[begin Data for the task]

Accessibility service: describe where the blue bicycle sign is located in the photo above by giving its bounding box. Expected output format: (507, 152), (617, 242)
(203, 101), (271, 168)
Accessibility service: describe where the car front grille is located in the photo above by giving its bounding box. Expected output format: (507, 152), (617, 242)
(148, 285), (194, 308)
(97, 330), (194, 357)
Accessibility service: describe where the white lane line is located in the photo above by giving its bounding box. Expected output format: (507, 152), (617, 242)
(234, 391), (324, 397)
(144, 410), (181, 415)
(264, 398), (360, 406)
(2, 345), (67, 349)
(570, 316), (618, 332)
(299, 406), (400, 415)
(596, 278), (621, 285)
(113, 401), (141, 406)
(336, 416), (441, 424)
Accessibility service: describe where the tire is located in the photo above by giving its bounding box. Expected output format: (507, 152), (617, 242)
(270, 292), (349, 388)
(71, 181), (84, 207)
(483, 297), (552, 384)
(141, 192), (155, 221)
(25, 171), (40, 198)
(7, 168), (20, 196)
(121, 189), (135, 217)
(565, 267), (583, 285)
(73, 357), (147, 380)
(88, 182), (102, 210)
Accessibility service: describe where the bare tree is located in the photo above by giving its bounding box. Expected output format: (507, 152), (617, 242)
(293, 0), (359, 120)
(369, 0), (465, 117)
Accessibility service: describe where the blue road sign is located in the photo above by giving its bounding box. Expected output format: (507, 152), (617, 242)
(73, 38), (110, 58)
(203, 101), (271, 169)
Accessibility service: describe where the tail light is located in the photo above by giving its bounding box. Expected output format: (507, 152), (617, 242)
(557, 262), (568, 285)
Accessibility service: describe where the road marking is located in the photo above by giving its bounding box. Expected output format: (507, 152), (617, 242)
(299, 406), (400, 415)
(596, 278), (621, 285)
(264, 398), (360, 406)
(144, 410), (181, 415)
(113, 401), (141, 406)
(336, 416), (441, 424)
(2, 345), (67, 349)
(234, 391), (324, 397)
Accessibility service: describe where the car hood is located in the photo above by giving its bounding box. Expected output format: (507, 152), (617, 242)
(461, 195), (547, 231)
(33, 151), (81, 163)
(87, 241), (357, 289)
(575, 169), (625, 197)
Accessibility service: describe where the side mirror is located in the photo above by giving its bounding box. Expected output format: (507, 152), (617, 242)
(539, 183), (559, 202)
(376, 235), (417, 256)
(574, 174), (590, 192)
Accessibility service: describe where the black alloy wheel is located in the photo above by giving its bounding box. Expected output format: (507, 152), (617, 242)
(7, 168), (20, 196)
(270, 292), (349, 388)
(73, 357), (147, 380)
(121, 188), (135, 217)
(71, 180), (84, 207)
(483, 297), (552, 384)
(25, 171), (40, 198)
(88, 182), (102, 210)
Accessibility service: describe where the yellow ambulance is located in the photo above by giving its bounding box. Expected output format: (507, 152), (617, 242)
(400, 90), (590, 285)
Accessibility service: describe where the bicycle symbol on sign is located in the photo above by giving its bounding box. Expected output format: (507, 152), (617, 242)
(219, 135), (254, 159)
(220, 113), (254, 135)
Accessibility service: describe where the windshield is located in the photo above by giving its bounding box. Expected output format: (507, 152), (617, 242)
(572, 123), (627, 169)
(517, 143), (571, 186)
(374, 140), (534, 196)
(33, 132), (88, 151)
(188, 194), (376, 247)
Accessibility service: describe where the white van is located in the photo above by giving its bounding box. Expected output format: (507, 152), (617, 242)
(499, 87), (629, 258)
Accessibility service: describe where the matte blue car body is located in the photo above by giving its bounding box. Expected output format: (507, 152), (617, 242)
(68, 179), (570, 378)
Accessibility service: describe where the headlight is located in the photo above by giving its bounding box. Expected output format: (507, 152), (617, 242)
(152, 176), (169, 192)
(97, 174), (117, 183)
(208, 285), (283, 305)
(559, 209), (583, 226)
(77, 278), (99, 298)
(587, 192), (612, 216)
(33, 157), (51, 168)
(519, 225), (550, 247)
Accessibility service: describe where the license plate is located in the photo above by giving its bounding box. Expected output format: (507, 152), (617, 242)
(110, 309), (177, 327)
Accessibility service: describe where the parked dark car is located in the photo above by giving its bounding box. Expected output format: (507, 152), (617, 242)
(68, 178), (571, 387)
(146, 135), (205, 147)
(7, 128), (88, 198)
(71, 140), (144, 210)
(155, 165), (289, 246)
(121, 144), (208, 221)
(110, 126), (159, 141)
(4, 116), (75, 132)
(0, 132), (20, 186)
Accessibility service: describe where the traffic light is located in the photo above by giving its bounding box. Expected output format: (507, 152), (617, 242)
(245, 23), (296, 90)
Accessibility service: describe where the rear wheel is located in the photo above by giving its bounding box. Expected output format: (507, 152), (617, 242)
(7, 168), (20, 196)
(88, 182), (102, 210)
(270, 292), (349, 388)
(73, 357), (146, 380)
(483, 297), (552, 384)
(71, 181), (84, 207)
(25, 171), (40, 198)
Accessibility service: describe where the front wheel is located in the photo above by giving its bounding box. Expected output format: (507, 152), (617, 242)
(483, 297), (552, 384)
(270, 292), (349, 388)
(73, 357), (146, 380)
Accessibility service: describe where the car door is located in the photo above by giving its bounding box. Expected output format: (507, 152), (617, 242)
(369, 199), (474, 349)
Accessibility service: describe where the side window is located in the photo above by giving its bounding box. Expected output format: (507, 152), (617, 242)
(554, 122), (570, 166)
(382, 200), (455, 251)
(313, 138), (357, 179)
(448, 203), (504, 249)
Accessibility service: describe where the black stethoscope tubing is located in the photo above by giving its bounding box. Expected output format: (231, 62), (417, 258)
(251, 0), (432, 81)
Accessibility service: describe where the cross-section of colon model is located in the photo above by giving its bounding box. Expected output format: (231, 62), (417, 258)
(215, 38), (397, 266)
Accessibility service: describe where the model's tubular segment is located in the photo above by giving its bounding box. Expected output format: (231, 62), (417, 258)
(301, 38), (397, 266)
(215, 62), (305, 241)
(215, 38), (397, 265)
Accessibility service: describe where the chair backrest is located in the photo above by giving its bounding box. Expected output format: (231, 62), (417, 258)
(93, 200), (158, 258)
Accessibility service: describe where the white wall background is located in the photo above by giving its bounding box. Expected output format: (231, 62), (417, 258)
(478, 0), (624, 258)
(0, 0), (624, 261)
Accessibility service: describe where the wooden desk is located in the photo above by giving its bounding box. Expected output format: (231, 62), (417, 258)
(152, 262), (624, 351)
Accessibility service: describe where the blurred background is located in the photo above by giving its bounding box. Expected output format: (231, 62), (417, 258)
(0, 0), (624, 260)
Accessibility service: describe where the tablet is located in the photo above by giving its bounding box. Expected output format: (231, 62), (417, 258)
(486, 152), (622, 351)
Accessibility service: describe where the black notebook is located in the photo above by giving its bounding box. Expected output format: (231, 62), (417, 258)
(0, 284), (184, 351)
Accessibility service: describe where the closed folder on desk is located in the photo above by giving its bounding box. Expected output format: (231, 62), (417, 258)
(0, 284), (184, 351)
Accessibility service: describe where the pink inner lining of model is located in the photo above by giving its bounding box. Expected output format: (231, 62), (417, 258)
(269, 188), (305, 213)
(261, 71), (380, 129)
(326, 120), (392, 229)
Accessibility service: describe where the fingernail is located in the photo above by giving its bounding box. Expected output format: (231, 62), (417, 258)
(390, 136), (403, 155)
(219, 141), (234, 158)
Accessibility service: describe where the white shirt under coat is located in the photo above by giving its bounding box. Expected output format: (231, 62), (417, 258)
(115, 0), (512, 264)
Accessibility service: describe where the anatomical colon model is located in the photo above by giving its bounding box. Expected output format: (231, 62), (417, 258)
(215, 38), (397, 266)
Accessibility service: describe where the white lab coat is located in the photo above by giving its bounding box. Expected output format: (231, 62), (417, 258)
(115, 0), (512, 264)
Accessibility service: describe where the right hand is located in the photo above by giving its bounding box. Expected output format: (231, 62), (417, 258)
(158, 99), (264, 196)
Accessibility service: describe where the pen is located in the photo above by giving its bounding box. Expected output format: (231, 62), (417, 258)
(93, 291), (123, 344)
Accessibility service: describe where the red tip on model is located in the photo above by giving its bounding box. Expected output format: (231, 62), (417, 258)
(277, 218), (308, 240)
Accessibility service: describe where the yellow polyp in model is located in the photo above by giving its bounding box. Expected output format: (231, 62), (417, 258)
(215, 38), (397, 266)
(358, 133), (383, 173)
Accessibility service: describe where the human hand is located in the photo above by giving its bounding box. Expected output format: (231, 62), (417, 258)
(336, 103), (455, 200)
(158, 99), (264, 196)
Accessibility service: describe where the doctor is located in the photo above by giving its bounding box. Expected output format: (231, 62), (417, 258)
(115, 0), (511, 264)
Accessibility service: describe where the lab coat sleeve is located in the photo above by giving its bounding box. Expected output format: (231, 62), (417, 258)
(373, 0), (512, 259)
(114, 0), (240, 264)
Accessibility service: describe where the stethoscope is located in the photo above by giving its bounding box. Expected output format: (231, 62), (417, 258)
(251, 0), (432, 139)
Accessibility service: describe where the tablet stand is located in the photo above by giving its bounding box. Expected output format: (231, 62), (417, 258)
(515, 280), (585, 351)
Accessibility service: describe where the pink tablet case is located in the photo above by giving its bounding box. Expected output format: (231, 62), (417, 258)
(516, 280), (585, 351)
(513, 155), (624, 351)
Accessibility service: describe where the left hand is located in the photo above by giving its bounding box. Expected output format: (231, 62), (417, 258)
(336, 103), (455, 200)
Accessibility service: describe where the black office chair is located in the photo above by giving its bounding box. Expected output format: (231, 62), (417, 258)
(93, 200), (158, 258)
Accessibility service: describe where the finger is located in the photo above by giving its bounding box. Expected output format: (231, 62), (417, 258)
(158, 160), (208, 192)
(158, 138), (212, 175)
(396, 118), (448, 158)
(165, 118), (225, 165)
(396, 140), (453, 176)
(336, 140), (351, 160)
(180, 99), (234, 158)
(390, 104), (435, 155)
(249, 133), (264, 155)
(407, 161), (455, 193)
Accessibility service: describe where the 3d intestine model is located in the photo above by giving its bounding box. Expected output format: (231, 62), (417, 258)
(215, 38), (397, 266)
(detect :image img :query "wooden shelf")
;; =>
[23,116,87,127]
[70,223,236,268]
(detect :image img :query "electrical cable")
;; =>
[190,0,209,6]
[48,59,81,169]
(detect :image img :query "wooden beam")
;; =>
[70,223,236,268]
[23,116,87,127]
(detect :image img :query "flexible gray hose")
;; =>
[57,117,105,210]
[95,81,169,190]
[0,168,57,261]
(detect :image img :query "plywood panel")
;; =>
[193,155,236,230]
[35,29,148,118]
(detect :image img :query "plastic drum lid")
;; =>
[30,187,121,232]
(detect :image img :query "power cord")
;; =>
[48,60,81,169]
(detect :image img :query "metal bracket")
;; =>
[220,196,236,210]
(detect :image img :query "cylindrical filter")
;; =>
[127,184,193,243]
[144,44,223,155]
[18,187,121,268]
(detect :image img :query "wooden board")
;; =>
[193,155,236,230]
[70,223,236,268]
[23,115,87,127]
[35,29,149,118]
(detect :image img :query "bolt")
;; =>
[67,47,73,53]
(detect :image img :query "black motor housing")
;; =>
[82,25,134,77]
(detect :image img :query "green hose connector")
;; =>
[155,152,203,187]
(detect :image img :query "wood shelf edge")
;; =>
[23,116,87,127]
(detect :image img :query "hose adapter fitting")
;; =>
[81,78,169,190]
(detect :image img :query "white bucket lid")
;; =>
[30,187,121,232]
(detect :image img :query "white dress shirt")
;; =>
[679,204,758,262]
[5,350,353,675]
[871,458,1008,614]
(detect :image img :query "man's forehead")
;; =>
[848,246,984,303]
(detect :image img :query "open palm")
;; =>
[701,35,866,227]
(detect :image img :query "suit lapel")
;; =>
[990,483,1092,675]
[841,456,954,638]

[end Data for the task]

**Task goal**
Return every line of the rows above that contains the string "shelf", matching case exactly.

**The output**
(detect :image img :query "wooden shelf")
(detect :image img :query "wood shelf edge")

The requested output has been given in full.